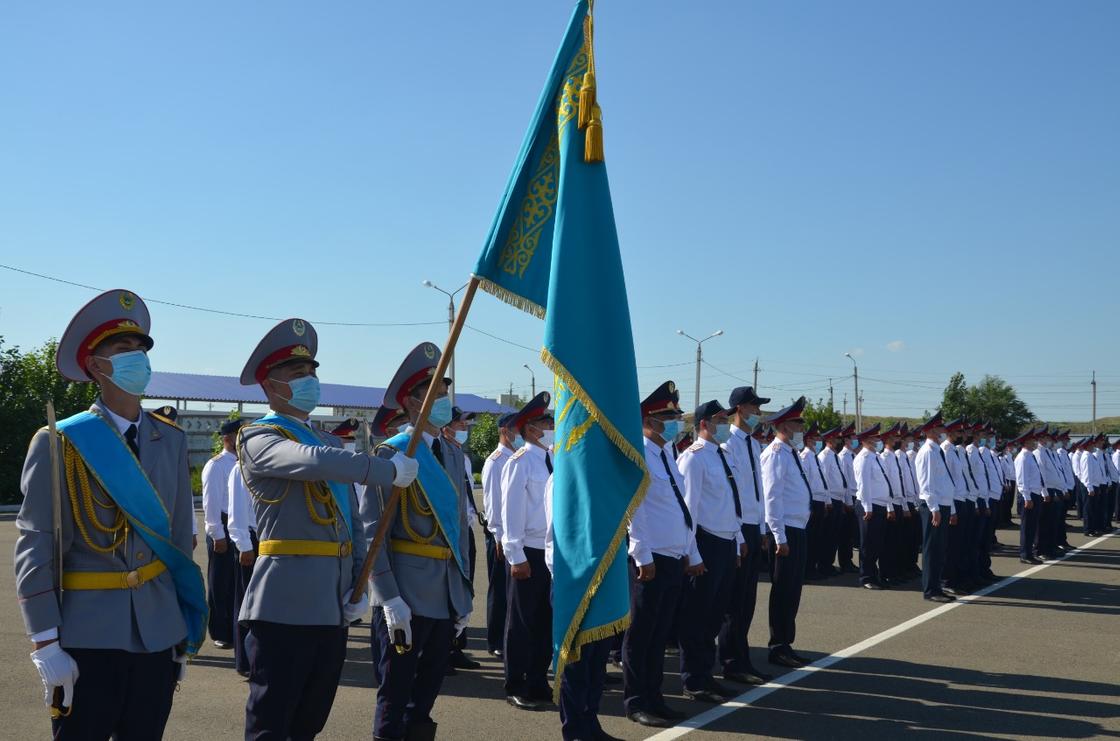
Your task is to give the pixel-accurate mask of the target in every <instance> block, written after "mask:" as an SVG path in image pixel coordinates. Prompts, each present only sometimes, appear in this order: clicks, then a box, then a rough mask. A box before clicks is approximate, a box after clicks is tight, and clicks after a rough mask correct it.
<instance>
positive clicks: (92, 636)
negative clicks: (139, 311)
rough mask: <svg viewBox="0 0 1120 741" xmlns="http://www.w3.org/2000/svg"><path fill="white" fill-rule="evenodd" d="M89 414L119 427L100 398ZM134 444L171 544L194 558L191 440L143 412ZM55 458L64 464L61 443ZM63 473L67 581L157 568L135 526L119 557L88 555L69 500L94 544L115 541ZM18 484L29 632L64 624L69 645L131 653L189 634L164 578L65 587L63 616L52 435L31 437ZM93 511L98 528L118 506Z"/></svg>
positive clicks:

::::

— Problem —
Reproduce verbatim the part of the material that opens at its very beginning and closes with the line containing "negative clicks: (139, 311)", including that line, and omit the pictures from your copy.

— Response below —
Your task is to give the pixel-accurate mask of the target in every <instance> block, written after "mask:" as an SVG path in image pixel coordinates. Prompts, each present only sometimes, appear in this order: clicks, then a box, then a rough mask. A box before clicks is approximate, a box after clicks is tight, and clicks after a rough mask correct it.
<instance>
positive clicks: (92, 636)
negative clicks: (139, 311)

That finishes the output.